» Exercise data:
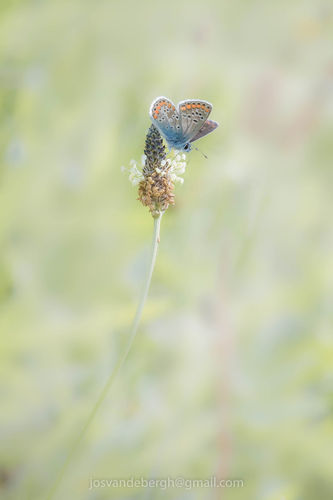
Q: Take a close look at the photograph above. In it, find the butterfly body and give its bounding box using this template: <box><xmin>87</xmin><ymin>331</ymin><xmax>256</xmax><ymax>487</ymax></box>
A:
<box><xmin>149</xmin><ymin>97</ymin><xmax>218</xmax><ymax>151</ymax></box>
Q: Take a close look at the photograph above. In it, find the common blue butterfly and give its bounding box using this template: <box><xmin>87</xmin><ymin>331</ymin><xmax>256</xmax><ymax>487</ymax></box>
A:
<box><xmin>149</xmin><ymin>97</ymin><xmax>218</xmax><ymax>151</ymax></box>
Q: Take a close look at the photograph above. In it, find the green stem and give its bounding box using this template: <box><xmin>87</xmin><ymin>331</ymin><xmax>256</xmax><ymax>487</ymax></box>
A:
<box><xmin>46</xmin><ymin>213</ymin><xmax>163</xmax><ymax>500</ymax></box>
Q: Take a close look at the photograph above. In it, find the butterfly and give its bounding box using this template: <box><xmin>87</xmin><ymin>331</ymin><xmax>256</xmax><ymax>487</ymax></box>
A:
<box><xmin>149</xmin><ymin>97</ymin><xmax>219</xmax><ymax>151</ymax></box>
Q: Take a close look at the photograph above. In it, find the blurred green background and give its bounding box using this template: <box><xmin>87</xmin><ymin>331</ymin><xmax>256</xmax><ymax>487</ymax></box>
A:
<box><xmin>0</xmin><ymin>0</ymin><xmax>333</xmax><ymax>500</ymax></box>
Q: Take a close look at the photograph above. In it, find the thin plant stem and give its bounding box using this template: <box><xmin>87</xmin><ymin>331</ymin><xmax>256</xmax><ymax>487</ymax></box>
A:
<box><xmin>46</xmin><ymin>212</ymin><xmax>163</xmax><ymax>500</ymax></box>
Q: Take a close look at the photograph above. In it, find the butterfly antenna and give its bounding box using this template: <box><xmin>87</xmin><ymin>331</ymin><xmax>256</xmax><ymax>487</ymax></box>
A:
<box><xmin>194</xmin><ymin>148</ymin><xmax>208</xmax><ymax>160</ymax></box>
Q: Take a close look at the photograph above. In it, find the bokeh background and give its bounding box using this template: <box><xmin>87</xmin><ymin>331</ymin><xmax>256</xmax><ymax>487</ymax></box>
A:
<box><xmin>0</xmin><ymin>0</ymin><xmax>333</xmax><ymax>500</ymax></box>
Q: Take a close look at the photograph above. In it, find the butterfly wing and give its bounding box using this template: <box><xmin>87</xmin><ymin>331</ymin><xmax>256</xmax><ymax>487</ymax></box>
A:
<box><xmin>149</xmin><ymin>96</ymin><xmax>182</xmax><ymax>147</ymax></box>
<box><xmin>178</xmin><ymin>99</ymin><xmax>212</xmax><ymax>142</ymax></box>
<box><xmin>190</xmin><ymin>120</ymin><xmax>219</xmax><ymax>142</ymax></box>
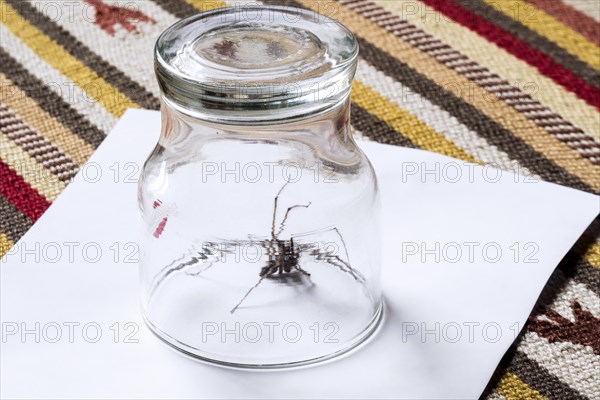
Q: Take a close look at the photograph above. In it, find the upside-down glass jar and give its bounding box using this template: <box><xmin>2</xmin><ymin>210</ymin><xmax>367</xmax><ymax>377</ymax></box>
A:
<box><xmin>139</xmin><ymin>7</ymin><xmax>382</xmax><ymax>367</ymax></box>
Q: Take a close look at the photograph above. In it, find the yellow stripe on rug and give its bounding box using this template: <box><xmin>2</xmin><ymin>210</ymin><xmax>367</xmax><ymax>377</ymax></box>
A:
<box><xmin>373</xmin><ymin>0</ymin><xmax>600</xmax><ymax>140</ymax></box>
<box><xmin>496</xmin><ymin>371</ymin><xmax>547</xmax><ymax>400</ymax></box>
<box><xmin>300</xmin><ymin>0</ymin><xmax>600</xmax><ymax>191</ymax></box>
<box><xmin>0</xmin><ymin>232</ymin><xmax>15</xmax><ymax>258</ymax></box>
<box><xmin>352</xmin><ymin>80</ymin><xmax>481</xmax><ymax>163</ymax></box>
<box><xmin>0</xmin><ymin>0</ymin><xmax>139</xmax><ymax>117</ymax></box>
<box><xmin>0</xmin><ymin>133</ymin><xmax>66</xmax><ymax>202</ymax></box>
<box><xmin>0</xmin><ymin>73</ymin><xmax>94</xmax><ymax>164</ymax></box>
<box><xmin>483</xmin><ymin>0</ymin><xmax>600</xmax><ymax>70</ymax></box>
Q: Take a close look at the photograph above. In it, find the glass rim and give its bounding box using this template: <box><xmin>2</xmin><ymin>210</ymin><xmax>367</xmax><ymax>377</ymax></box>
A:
<box><xmin>154</xmin><ymin>5</ymin><xmax>358</xmax><ymax>121</ymax></box>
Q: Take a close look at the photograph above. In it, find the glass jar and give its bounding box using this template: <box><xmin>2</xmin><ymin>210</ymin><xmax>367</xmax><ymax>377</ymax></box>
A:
<box><xmin>139</xmin><ymin>7</ymin><xmax>382</xmax><ymax>367</ymax></box>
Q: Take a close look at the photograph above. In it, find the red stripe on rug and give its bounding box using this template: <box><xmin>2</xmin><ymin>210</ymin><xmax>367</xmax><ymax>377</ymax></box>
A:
<box><xmin>422</xmin><ymin>0</ymin><xmax>600</xmax><ymax>109</ymax></box>
<box><xmin>0</xmin><ymin>160</ymin><xmax>50</xmax><ymax>221</ymax></box>
<box><xmin>526</xmin><ymin>0</ymin><xmax>600</xmax><ymax>46</ymax></box>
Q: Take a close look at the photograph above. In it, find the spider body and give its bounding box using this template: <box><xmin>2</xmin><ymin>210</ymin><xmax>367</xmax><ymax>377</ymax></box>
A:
<box><xmin>152</xmin><ymin>182</ymin><xmax>365</xmax><ymax>314</ymax></box>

» What you will do: Count the lines in the data above that contain the string "upside" and reply with the number alone.

» Answer for this exercise: 1